## Activity:
Reproduce the records below verbatim, keeping every line unchanged.

## Given entries:
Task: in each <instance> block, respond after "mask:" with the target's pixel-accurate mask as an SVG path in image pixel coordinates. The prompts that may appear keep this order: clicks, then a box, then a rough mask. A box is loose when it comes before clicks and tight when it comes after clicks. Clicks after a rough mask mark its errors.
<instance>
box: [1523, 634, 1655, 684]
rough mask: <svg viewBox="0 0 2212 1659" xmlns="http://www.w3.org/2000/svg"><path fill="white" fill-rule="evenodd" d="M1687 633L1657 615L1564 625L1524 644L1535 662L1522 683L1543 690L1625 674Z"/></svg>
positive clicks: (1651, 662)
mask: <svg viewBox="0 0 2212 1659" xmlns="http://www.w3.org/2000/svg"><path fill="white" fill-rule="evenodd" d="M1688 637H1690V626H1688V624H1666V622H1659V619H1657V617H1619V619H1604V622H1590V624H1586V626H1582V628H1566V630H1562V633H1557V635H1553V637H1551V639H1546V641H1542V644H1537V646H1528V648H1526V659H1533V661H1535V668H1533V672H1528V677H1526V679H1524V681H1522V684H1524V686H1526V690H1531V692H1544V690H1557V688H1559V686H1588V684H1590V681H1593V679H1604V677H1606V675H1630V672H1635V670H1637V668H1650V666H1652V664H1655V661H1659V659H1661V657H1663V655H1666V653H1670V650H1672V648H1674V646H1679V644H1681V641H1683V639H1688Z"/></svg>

## Answer to the exercise:
Task: in each <instance> block, respond after "mask:" with the target's pixel-accurate mask as an SVG path in image pixel coordinates. The prompts that may appear keep this order: clicks, then a box, then a rough mask. A box is loose when it comes before clicks and tight when it comes after clicks. Clicks after a rough mask mark its errors.
<instance>
box: [1523, 634, 1655, 684]
rough mask: <svg viewBox="0 0 2212 1659" xmlns="http://www.w3.org/2000/svg"><path fill="white" fill-rule="evenodd" d="M1687 633L1657 615L1564 625L1524 644L1535 662L1522 683L1543 690L1625 674Z"/></svg>
positive clicks: (1651, 662)
mask: <svg viewBox="0 0 2212 1659" xmlns="http://www.w3.org/2000/svg"><path fill="white" fill-rule="evenodd" d="M1688 637H1690V626H1688V624H1666V622H1659V619H1657V617H1619V619H1604V622H1590V624H1586V626H1582V628H1566V630H1562V633H1557V635H1553V637H1551V639H1546V641H1542V644H1537V646H1528V648H1526V659H1533V661H1535V668H1533V672H1528V677H1526V679H1524V681H1522V684H1524V686H1526V690H1531V692H1544V690H1557V688H1559V686H1588V684H1590V681H1593V679H1604V677H1606V675H1630V672H1635V670H1637V668H1650V666H1652V664H1655V661H1659V659H1661V657H1663V655H1666V653H1670V650H1672V648H1674V646H1679V644H1681V641H1683V639H1688Z"/></svg>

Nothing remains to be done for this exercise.